As will be appreciated from this discussion, metal-air batteries have many potential advantages over conventional electrical power sources; however, battery structures and materials available to date have not fully exploited the advantages of metal-air battery systems. As will be explained in detail hereinbelow, the present invention provides a novel metal-air battery structure and chemistry which significantly improves upon metal-air battery performance characteristics. These and other advantages of the invention will be apparent from the drawings, discussion and description which follow.
==============================
> List of tasks:
a: Answer each question from the metal-air battery passage:
(i) What have battery structures and materials available to date failed to do?
(ii) What does the present invention provide?
(iii) What does that provision significantly improve upon?
b: The metal-air battery passage says the advantages of the invention will be apparent from several things that follow. List all of them.
c: Translate this sentence from the metal-air battery passage into Spanish: "These and other advantages of the invention will be apparent from the drawings, discussion and description which follow."
The material after this point is separate from the metal-air battery passage.

> Data provided:
==============================
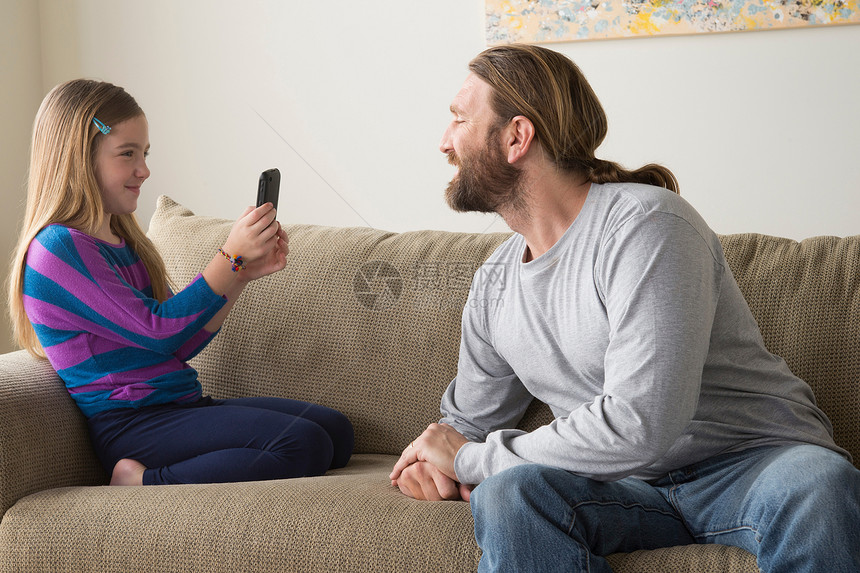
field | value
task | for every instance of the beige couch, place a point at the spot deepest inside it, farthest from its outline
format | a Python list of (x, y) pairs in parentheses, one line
[(367, 322)]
==============================
> Answers to the problems:
a:
(i) They have not fully exploited the advantages of metal-air battery systems.
(ii) A novel metal-air battery structure and chemistry.
(iii) Metal-air battery performance characteristics.

b:
- the drawings
- discussion
- description

c: Estas y otras ventajas de la invención resultarán evidentes a partir de los dibujos, la exposición y la descripción que siguen.